**INSTRUCTIONS TO FOLLOW**: Leave the pictures out and write out exactly the lines from the top of the entries through the line containing "box: [308, 179, 347, 190]".

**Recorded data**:
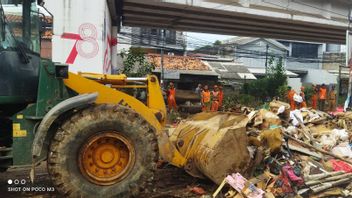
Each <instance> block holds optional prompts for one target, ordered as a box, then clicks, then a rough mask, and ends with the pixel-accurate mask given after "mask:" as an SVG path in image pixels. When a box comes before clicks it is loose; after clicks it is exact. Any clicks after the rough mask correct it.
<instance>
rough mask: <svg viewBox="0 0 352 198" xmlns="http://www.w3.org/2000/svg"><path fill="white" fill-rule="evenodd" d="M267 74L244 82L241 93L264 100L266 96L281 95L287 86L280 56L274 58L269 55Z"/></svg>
mask: <svg viewBox="0 0 352 198" xmlns="http://www.w3.org/2000/svg"><path fill="white" fill-rule="evenodd" d="M268 63H269V64H268V74H267V76H266V77H265V78H262V79H258V80H255V81H252V82H250V83H246V84H244V85H243V87H242V93H243V94H248V95H251V96H254V97H255V98H257V99H259V100H262V101H265V100H266V98H267V97H270V98H273V97H276V96H279V97H282V96H284V94H285V90H286V89H287V88H286V89H285V87H287V76H286V70H285V68H284V66H283V61H282V58H279V59H278V60H275V58H274V57H270V59H269V62H268Z"/></svg>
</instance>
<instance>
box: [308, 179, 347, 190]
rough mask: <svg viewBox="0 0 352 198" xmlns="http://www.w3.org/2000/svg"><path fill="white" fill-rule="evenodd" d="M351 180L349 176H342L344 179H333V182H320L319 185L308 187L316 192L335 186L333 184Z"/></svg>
mask: <svg viewBox="0 0 352 198" xmlns="http://www.w3.org/2000/svg"><path fill="white" fill-rule="evenodd" d="M351 180H352V179H351V178H344V179H341V180H337V181H333V182H327V183H322V184H321V185H317V186H313V187H311V188H310V189H311V190H312V191H313V192H314V193H318V192H321V191H323V190H326V189H329V188H332V187H335V186H339V185H341V184H345V183H348V182H350V181H351Z"/></svg>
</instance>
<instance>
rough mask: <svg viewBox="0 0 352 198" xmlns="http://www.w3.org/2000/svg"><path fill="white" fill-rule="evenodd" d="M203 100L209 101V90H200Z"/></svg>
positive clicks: (209, 96)
mask: <svg viewBox="0 0 352 198" xmlns="http://www.w3.org/2000/svg"><path fill="white" fill-rule="evenodd" d="M202 100H203V102H210V91H209V90H208V91H202Z"/></svg>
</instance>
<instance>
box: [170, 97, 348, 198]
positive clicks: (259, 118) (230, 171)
mask: <svg viewBox="0 0 352 198" xmlns="http://www.w3.org/2000/svg"><path fill="white" fill-rule="evenodd" d="M297 100H299V98H298V97H297ZM241 111H242V114H238V113H233V112H222V113H219V112H218V113H201V114H196V115H194V116H192V117H190V118H189V119H187V120H185V121H181V122H180V124H179V125H178V126H177V127H176V128H175V130H174V131H176V133H174V134H171V136H175V138H174V139H175V141H179V142H181V140H183V139H185V140H186V137H191V135H190V133H196V134H197V136H196V137H197V139H189V140H187V141H189V142H192V144H193V145H192V147H185V146H182V147H181V146H179V149H180V151H182V152H188V153H189V154H188V155H189V156H192V155H193V158H192V160H191V161H190V162H192V163H193V164H191V165H192V166H191V167H192V169H186V171H187V172H189V173H190V174H191V173H192V174H199V175H202V176H206V177H208V178H210V179H211V180H212V181H214V182H215V183H216V184H219V187H218V189H217V190H216V191H214V194H213V195H212V197H217V196H218V195H219V194H220V193H224V194H222V195H223V196H224V197H229V198H230V197H232V198H233V197H235V198H236V197H248V198H252V197H253V198H254V197H255V198H260V197H268V198H272V197H284V196H285V197H287V196H288V197H290V196H292V197H312V198H313V197H314V198H317V197H328V196H337V197H348V196H350V197H351V195H352V184H351V183H352V149H351V143H352V131H351V129H352V113H351V112H346V113H344V112H337V113H334V114H327V113H324V112H321V111H318V110H314V109H310V108H303V109H296V110H293V111H291V110H290V105H289V104H287V103H284V102H281V101H273V102H271V103H270V104H269V110H267V109H259V110H254V109H251V108H246V107H242V108H241ZM189 129H192V130H191V132H189ZM230 134H231V135H230ZM244 136H246V137H247V138H245V137H244ZM215 140H216V141H215ZM184 142H185V141H184ZM196 144H199V145H201V148H202V149H201V150H195V151H192V152H190V150H187V149H188V148H196V147H194V145H196ZM180 145H181V144H180ZM232 147H233V148H235V147H236V148H237V147H238V149H236V150H233V149H232ZM210 148H211V149H210ZM239 150H241V152H239ZM196 154H197V155H196ZM199 154H201V155H199ZM206 155H207V156H208V158H205V156H206ZM199 156H202V157H204V158H200V157H199ZM209 157H211V158H212V160H210V158H209ZM237 158H238V159H237ZM225 159H226V160H225ZM228 159H231V160H228ZM234 159H235V160H234ZM244 159H245V160H244ZM205 162H206V163H205ZM209 164H212V165H211V166H210V165H209ZM229 173H230V174H229ZM224 175H227V176H224ZM221 181H222V182H221ZM349 184H351V185H350V186H349ZM225 186H227V188H225ZM229 187H230V189H229ZM225 189H226V190H227V191H226V192H222V191H224V190H225ZM194 191H196V190H193V191H192V192H194ZM194 193H196V194H198V193H200V194H199V195H201V193H202V191H200V192H197V191H196V192H194Z"/></svg>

**RESPONSE TO THIS TASK**:
Each <instance> block holds optional prompts for one target, ordered as a box, then clicks, then a rough mask, and ends with the pixel-accurate mask given after "mask:" as an SVG path in image pixels. When a box comes before clicks it is loose; after clicks it is exact. Any clicks after the rough mask correct it.
<instance>
rough mask: <svg viewBox="0 0 352 198" xmlns="http://www.w3.org/2000/svg"><path fill="white" fill-rule="evenodd" d="M267 74L244 82L241 93L264 100L266 96L281 95L287 86L280 56L274 58L269 55Z"/></svg>
mask: <svg viewBox="0 0 352 198" xmlns="http://www.w3.org/2000/svg"><path fill="white" fill-rule="evenodd" d="M268 63H269V64H268V74H267V76H266V77H265V78H262V79H258V80H255V81H252V82H250V83H246V84H244V85H243V87H242V93H243V94H248V95H251V96H254V97H255V98H257V99H259V100H262V101H265V100H266V98H267V97H270V98H273V97H276V96H279V97H282V96H284V94H285V90H286V89H287V88H286V89H285V87H287V76H286V70H285V68H284V66H283V61H282V58H279V59H278V60H275V58H274V57H270V59H269V62H268Z"/></svg>
</instance>
<instance>
box: [308, 179, 347, 190]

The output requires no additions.